***** Excerpted data
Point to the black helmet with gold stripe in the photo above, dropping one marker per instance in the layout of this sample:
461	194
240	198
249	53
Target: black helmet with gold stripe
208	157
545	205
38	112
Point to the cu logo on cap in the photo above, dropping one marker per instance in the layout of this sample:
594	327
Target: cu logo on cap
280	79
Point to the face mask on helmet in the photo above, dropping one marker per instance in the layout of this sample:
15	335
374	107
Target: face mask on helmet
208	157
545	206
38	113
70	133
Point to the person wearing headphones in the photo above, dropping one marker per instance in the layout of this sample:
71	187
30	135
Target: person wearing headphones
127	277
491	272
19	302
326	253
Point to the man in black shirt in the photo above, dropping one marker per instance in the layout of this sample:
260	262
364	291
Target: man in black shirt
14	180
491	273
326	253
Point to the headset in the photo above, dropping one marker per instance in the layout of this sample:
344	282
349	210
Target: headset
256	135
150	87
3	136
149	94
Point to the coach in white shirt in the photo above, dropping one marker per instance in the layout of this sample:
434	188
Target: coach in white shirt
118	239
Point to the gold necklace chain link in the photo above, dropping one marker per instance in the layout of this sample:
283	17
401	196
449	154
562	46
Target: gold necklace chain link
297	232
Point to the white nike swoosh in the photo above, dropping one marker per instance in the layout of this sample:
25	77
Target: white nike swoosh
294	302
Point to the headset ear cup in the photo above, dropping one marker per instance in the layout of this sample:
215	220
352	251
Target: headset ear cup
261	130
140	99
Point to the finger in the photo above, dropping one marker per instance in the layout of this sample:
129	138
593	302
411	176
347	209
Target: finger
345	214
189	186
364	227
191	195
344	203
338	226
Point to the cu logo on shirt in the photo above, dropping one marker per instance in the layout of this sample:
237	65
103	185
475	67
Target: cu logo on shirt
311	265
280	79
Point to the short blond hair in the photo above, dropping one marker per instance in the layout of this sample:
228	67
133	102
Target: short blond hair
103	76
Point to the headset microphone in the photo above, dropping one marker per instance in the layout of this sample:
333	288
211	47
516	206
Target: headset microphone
**********
* _Given exercise_: Using the data above, reproduce every line exactly.

* _Solution to the problem_:
Point to the black helmet with gold stripe in the photo above, dropping one marker per instance in the layout of this sample:
461	194
240	198
249	53
Target: black helmet with gold stripe
208	157
545	205
38	112
Point to the cu logo on cap in the photo above, dropping one marker per instance in the layout of this sample:
594	327
Target: cu logo on cap
280	79
Point to the face mask on helmet in the photo above, dropping one marker per instance in the layout of this sample:
15	335
374	107
Target: face mask on helmet
208	157
545	206
38	113
70	133
Point to the person wearing headphones in the photo above, dropping one marker per instance in the layout of this sample:
71	187
30	135
Target: person wearing headphones
127	277
491	272
19	302
326	253
Point to the man in black shirt in the photo above, dropping one marker per instance in the layout of this sample:
260	262
364	291
Target: man in black shirt
14	180
491	273
326	253
Point to the headset in the photo above, dropping one marker per instance in the layout of this sample:
344	282
349	210
Target: headset
256	135
150	87
3	136
149	94
Point to the coach in white shirt in the photo above, dropping one marker per instance in the layout of this sample:
434	188
Target: coach in white shirt
118	239
Point to the gold necklace chain link in the photo above, dropping one marker per instance in the layout of this sample:
283	17
401	196
449	154
562	46
Target: gold necklace chain link
297	232
Point to the white nike swoosh in the photo above, dropping one marker per instance in the layout of this sample:
25	77
Target: white nike swoosh
294	302
Point to the headset ear cup in the photo above, dropping one marker per instance in the layout of this sample:
215	220
352	251
Target: headset ear cup
261	130
140	99
Point to the finger in the photo above, dropping one marker per instance in the layout of this sample:
129	138
593	302
411	176
347	209
Target: finger
345	214
189	186
364	227
191	195
344	203
338	226
Point to the cu logo on shirt in the photo above, dropping one marker per instance in the layout of this sample:
237	65
103	185
475	67
Target: cu logo on shirt
311	265
280	79
Point to the short blond hair in the photo above, dropping one marker per instance in the layout of this sample:
228	67
133	102
Target: short blond hair
103	76
Point to the headset microphone in the photo above, dropping one marker per instance in the layout of this sample:
333	288
211	47
516	206
Target: headset microphone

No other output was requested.